MATERIAL PROVIDED start

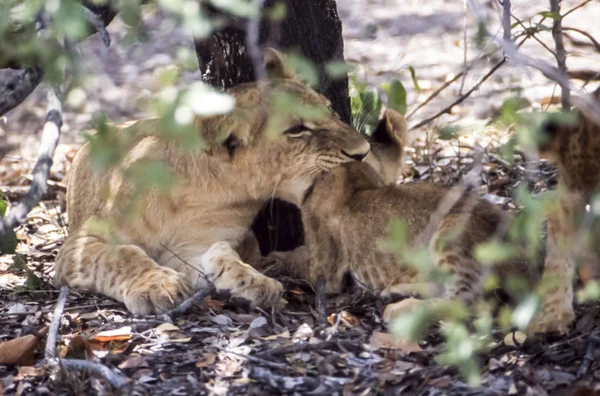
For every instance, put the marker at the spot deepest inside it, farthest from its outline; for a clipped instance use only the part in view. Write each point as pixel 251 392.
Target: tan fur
pixel 576 151
pixel 175 240
pixel 349 211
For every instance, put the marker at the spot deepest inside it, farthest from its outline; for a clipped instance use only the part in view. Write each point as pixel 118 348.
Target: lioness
pixel 347 213
pixel 181 238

MATERIAL PROVIDED end

§ **WORK INSTRUCTIONS**:
Please render the data above as a two-column CSV with the headers "request" and "answer", one row per item, each value in a single quoted field with line breaks replaced by spaces. Leave the pictures out.

§ **FINAL RESULT**:
request,answer
"For every instance, put the marker at the spot deepest inside it, farthest from its outline; for a clipped instance use only the part in view. Write each point as pixel 251 392. Target: tan fur","pixel 576 151 pixel 175 240 pixel 349 211"
"For every instance, put the marker at the spot deepest inside it, farthest from its outline; for a clipped instance use only the part in view. Write each point as pixel 118 348. Target: lioness","pixel 347 213 pixel 181 238"